**TASK DIRECTIONS**
Output the material below as a Markdown table with the columns Row and Line. Start at the line containing "Ground yellow gland in the photo above.", end at the line containing "Ground reddish-brown spot in the photo above.", number each line, and leave out blank lines.

**EXTRACTED RECORDS**

━━━━━━

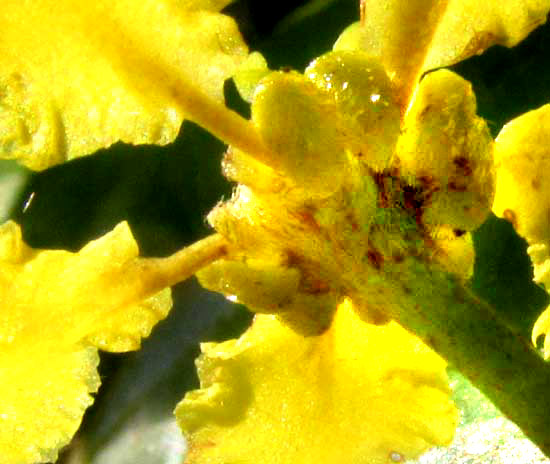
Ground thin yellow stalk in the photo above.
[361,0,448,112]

━━━━━━

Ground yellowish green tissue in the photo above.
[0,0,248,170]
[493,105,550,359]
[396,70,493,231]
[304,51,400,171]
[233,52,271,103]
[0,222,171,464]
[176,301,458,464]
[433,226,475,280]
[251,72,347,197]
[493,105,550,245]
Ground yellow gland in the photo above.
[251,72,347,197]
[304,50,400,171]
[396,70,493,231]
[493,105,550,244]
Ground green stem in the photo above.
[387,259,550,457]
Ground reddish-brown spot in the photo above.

━━━━━━

**TASK RESULT**
| Row | Line |
|---|---|
| 1 | Ground yellow gland in the photo above. |
| 2 | [251,72,347,197] |
| 3 | [304,50,400,171] |
| 4 | [396,70,493,231] |
| 5 | [493,105,550,244] |
| 6 | Ground green stem in the photo above. |
| 7 | [387,259,550,457] |
| 8 | Ground reddish-brown spot in the photo above. |